Jim Steele (@JimSteeleSkepti) recently put out a great X post.
Here’s the heart of it:
The”Great Dying”, or end Permian mass extinction, is considered to have happened between just 251.9 and 251.8 million years ago.
Although there is no scientific consensus on its cause, in keeping with the current crisis narratives, many researchers blame the loss of 81% of marine species and 70% of terrestrial vertebrate species existing at that time on high CO2 concentrations released by the Siberian Taps volcanic events around 251.9 million years ago.
But Permian extinctions had been elevated long before that.
Likely due to researchers being biased by the abrupt extinction event when an asteroid collision ended the Age of Dinosaurs, mass extinction events have been arbitrarily defined as a short-lived die-off. However, such an artificial time constraint on extinction processes is now being challenged by the modern concept of “Dead Clades Walking”.
Researchers are increasingly finding mass extinction events are triggered by various detrimental events that happened 10 to 100 million years earlier. Narrowly focusing on events happening 252 million years ago, totally obscures the drivers of extinction.
As illustrated in the graphic above, Bambach shows before modern times, the evolution of new genera relative to extinctions was greatest during the Devonian 400 million years ago when CO2 levels hovered between 4000 & 2000 ppm and global average air temperature was estimated at 22.4°C, much higher than the 20th century average of 13.9°C.
As CO2 decreased, so did the number of genera.
When the framework of “Dead Clades Walking” is applied to the end-Permian extinctions, CO2 starvation emerges as the driver. CO2 starvation reduces photosynthesis and the productivity needed to support entire food webs. The end-Permian extinctions were the culmination of greatly reduced biodiversity happening over the previous 50 million years, resulting from reduced photosynthesis.

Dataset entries
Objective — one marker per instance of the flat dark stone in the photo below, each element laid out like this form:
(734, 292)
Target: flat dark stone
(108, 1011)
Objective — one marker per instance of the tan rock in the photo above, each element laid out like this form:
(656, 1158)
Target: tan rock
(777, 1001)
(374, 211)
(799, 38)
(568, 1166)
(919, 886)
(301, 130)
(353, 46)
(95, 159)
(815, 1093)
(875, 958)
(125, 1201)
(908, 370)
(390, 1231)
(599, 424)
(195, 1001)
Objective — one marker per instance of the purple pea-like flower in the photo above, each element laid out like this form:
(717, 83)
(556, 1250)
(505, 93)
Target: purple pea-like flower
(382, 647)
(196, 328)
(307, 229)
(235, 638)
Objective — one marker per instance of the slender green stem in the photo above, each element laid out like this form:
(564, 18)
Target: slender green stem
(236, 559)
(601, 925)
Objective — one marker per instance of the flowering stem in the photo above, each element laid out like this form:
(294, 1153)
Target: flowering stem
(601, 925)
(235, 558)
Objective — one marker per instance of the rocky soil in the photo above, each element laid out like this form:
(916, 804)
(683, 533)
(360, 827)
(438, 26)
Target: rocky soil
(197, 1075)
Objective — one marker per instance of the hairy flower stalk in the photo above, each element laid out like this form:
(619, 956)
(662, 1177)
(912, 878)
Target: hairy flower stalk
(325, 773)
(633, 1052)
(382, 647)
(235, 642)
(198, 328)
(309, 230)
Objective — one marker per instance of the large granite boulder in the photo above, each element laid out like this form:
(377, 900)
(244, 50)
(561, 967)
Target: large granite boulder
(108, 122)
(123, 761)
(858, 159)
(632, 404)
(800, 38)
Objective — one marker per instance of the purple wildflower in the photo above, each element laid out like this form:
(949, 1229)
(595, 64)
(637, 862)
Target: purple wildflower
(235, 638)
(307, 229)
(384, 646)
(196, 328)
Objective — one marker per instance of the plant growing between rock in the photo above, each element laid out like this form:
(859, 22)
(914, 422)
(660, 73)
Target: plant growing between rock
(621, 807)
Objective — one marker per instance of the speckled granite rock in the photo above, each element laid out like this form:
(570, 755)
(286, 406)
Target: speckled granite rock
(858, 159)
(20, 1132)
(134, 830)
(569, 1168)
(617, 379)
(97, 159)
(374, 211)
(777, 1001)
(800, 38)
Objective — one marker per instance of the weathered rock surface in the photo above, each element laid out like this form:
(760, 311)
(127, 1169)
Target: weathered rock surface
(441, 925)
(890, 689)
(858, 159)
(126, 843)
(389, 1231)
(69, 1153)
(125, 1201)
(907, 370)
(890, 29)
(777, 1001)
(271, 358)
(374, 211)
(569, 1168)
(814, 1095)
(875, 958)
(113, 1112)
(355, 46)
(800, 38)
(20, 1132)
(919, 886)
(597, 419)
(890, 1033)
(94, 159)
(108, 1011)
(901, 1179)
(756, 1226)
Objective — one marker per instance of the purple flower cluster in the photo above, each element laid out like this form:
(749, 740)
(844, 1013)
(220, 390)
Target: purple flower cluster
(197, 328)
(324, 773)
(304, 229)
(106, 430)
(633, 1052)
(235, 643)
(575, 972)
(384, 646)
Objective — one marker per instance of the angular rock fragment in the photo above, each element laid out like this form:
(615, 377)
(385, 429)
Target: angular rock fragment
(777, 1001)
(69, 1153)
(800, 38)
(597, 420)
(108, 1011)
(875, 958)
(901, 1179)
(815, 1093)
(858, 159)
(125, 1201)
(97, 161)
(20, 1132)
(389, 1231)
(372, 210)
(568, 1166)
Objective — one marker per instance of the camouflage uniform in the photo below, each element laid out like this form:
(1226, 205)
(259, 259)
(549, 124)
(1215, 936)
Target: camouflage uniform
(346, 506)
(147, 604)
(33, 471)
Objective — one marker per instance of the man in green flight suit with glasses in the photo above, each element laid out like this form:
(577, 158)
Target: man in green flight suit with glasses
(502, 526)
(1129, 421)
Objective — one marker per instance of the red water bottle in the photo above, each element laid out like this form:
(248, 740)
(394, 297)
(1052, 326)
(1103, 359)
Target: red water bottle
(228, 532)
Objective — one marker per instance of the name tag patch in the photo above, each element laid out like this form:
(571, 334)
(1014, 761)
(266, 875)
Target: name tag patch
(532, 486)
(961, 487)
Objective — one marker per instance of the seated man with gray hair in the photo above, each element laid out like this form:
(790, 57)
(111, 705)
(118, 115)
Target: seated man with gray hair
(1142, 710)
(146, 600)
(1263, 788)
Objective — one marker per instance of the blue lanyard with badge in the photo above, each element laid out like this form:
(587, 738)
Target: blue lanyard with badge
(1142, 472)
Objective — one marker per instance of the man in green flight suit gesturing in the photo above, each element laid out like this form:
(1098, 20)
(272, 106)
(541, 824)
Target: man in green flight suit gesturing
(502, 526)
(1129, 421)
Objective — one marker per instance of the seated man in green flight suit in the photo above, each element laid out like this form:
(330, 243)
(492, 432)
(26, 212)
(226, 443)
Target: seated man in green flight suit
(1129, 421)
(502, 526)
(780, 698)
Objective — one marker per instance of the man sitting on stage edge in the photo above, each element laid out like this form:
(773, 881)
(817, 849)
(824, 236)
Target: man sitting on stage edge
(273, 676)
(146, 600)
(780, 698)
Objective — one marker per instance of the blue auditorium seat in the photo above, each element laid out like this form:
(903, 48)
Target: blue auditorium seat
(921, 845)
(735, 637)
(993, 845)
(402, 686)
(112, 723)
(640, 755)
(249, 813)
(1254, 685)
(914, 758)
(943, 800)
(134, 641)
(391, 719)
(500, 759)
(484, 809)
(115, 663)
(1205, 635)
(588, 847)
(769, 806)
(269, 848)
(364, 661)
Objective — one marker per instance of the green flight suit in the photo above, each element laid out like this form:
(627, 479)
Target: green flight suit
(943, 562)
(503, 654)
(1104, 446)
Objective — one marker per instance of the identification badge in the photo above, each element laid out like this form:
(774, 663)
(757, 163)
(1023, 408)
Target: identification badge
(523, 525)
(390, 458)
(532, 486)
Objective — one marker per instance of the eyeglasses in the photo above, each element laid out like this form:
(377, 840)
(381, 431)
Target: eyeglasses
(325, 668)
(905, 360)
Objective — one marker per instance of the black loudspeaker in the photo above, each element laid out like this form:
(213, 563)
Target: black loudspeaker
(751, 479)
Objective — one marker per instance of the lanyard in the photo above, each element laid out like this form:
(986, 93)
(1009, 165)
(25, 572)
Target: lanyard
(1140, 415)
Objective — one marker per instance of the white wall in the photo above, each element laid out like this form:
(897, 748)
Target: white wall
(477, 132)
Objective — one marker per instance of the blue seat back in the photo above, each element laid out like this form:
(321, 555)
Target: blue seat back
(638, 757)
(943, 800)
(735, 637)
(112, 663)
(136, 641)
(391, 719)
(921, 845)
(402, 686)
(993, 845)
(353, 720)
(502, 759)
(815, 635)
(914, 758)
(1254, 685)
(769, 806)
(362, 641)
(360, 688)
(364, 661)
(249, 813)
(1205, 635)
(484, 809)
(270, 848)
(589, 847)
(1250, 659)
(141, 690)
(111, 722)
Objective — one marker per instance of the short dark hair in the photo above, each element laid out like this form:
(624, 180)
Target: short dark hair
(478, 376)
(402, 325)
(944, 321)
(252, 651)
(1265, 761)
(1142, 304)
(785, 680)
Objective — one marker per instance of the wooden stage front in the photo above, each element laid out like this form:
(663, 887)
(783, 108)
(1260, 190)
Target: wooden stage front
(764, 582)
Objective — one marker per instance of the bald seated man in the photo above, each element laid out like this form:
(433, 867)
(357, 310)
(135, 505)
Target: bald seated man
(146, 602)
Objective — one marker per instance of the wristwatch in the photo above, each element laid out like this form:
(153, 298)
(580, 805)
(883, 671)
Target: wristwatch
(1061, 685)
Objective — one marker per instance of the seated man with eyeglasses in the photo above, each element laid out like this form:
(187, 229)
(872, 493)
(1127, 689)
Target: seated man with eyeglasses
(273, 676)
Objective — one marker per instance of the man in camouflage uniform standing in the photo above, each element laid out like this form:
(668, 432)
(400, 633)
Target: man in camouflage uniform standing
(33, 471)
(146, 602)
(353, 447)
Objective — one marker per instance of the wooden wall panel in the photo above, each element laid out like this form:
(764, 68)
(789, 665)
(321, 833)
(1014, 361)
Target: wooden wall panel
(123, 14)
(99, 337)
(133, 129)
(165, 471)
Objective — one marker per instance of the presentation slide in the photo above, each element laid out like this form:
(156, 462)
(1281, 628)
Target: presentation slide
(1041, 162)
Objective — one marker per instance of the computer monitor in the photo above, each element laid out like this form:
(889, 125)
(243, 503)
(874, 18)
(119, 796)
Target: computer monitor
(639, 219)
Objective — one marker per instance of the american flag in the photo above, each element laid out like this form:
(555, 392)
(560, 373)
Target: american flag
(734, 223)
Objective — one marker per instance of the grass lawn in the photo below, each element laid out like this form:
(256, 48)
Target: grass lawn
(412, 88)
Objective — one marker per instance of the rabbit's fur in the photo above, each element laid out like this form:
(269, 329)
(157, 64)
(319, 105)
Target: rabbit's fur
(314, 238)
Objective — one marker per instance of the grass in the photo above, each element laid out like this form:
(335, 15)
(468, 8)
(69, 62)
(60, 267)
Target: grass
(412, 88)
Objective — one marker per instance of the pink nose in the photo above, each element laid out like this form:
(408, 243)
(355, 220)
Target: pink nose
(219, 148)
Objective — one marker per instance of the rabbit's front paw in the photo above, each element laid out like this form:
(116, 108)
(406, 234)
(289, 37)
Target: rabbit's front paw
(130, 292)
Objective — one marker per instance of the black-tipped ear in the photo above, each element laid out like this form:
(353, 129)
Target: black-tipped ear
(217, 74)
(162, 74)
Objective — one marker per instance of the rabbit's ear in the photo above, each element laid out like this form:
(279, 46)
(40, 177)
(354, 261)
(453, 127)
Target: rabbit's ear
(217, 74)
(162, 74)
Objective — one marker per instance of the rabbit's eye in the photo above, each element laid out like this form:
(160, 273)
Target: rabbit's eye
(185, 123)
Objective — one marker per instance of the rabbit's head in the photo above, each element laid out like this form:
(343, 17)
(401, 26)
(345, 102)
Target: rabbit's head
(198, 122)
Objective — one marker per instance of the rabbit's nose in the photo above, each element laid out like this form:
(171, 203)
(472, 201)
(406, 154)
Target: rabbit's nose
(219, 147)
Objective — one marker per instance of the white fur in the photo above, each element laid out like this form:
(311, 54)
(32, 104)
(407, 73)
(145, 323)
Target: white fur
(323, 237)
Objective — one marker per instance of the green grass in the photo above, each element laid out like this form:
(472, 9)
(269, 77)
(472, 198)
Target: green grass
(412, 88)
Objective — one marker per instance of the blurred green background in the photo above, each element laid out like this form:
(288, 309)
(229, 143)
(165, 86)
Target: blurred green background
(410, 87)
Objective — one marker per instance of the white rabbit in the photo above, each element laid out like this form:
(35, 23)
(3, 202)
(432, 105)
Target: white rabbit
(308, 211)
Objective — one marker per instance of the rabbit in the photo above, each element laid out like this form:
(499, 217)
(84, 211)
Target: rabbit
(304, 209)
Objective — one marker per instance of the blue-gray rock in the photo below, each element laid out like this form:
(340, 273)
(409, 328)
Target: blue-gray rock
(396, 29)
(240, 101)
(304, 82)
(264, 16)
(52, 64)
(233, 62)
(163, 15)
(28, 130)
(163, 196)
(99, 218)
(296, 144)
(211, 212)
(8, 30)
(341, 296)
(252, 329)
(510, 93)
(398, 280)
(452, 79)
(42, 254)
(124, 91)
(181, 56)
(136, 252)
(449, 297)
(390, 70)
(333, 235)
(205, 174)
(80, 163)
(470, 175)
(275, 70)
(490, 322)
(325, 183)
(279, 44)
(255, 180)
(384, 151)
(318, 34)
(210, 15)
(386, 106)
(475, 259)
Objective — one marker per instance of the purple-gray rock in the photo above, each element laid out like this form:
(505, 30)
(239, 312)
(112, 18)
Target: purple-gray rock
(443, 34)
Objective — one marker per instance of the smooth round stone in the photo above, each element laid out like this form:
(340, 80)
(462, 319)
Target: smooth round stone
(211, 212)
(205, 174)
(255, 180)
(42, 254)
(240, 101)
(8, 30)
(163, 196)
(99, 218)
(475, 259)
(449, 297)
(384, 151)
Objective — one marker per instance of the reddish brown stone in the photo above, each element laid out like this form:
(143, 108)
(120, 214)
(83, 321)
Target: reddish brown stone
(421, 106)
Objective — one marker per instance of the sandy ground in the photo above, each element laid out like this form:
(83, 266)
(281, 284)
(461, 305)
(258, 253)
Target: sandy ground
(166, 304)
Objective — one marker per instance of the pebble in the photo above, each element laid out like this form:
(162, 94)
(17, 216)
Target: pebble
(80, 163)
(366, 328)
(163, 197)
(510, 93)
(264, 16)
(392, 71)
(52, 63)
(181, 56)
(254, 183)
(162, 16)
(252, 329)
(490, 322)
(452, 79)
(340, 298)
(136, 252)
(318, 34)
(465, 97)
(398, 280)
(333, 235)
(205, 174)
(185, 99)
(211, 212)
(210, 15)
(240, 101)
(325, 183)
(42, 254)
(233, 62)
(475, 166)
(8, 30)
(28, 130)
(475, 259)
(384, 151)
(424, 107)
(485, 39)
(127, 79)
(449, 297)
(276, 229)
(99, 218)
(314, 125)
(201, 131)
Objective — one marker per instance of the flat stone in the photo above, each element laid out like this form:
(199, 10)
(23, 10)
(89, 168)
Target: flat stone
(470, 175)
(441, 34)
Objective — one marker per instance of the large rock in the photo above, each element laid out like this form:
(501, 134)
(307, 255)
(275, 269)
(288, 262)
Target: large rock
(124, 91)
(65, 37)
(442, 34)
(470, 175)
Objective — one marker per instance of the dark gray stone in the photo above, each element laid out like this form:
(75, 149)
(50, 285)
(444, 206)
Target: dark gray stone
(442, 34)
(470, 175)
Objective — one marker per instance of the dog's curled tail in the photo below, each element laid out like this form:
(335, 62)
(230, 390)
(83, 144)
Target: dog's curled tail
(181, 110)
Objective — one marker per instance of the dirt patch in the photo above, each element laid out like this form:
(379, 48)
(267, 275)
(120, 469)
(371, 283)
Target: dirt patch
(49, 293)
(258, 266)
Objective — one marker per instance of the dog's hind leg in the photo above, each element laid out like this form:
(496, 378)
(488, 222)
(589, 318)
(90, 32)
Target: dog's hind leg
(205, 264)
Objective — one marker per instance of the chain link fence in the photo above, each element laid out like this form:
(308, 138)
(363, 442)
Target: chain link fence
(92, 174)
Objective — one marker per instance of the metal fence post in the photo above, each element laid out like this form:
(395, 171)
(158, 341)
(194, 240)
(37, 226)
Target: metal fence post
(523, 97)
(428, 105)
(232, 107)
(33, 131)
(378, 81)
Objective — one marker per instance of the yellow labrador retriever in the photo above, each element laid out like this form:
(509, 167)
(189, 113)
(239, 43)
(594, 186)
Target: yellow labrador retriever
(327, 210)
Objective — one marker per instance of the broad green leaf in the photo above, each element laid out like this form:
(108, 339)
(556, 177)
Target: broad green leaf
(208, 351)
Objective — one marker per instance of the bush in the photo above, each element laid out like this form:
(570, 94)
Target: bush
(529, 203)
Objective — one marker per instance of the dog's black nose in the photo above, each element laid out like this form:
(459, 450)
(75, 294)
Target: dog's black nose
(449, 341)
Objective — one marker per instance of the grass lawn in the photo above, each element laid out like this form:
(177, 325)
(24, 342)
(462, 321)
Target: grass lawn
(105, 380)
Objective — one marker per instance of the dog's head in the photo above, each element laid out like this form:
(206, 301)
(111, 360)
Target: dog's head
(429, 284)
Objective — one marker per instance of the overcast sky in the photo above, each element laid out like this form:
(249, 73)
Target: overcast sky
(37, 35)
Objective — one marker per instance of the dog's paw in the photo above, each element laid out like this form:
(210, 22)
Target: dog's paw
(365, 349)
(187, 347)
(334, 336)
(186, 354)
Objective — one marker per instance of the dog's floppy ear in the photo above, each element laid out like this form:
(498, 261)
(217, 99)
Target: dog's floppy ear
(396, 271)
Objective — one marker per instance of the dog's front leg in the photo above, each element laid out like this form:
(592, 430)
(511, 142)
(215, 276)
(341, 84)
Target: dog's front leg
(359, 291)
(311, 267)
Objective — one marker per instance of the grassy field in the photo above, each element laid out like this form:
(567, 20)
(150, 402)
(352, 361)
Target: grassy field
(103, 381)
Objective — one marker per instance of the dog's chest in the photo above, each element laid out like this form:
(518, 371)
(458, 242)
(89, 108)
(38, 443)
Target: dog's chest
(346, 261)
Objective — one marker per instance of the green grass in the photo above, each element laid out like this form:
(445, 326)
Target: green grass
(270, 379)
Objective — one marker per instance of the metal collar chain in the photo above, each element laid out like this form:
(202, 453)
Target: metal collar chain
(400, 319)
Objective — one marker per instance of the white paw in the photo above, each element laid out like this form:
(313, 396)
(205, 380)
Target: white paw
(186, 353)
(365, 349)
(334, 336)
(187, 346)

__EXERCISE INSTRUCTIONS__:
1. In the Permian extinction post, what percentage of marine species is said to have been lost in the "Great Dying"?
2. According to the Permian extinction post, why does CO2 starvation lead to extinctions? Answer in one to three sentences.
3. Please continue the Permian extinction post from its final sentence.

__REPLIES__:
1. 81% of marine species.

2. CO2 starvation reduces photosynthesis and the productivity needed to support entire food webs. The post says the end-Permian extinctions were the culmination of greatly reduced biodiversity over the previous 50 million years that resulted from this reduced photosynthesis.

3.
As shown above by Kroeck (2022), very few new phytoplankton species ever originated during the late Carboniferous and Permian as CO2 concentrations plummeted to 100 to 200 ppm by the early Permian, its lowest levels ever.
The resulting series of small extinctions throughout the Permian were punctuated by the larger extinction events mentioned below, culminating in the end-Permian’s deadly finality.
~305 MYA – Late Carboniferous:
With coal beds sequestering carbon and lowering atmospheric CO2 to starvation levels, Carboniferous tropical rainforests collapsed.
Similarly early stages of a controversial “phytoplankton blackout” appeared (see figure below), named for the extremely low diversity and abundance of phytoplankton fossil evidence. Clearly the base of the earth’s food webs was being devastated.
~300-265 MYA – early Permian:
As CO2 starvation reduced photosynthesis, it also reduced oxygen concentrations from its high of 35%, then falling far below today’s 20% by end Permian.
Giant insects and skin-breathing fish-like amphibian creatures (Lepospondyli) that had evolved and adapted to high oxygen levels in the Carboniferous quickly went extinct. Terrestrial animals were limited to low altitudes due to lack of oxygen at higher elevations.
Low oxygen levels persisted into the Triassic and likely prevented any timely recovery from the Permian’s extinctions.
~273 MYA -Early-Mid Permian Olsen’s mass extinction:
Plant genera fell by 25%; highest rates of reptile-like (Eureptilia ) extinctions, exceeding the end-Permian mass extinction rates.
High rates of amphibian and fish extinctions also observed.
~259 MYA – mid Permian Capitanian mass extinctions:
74-80% loss of South African tetrapod generic richness; 56% of plant species went extinct; 24% of plant species went extinct in South China.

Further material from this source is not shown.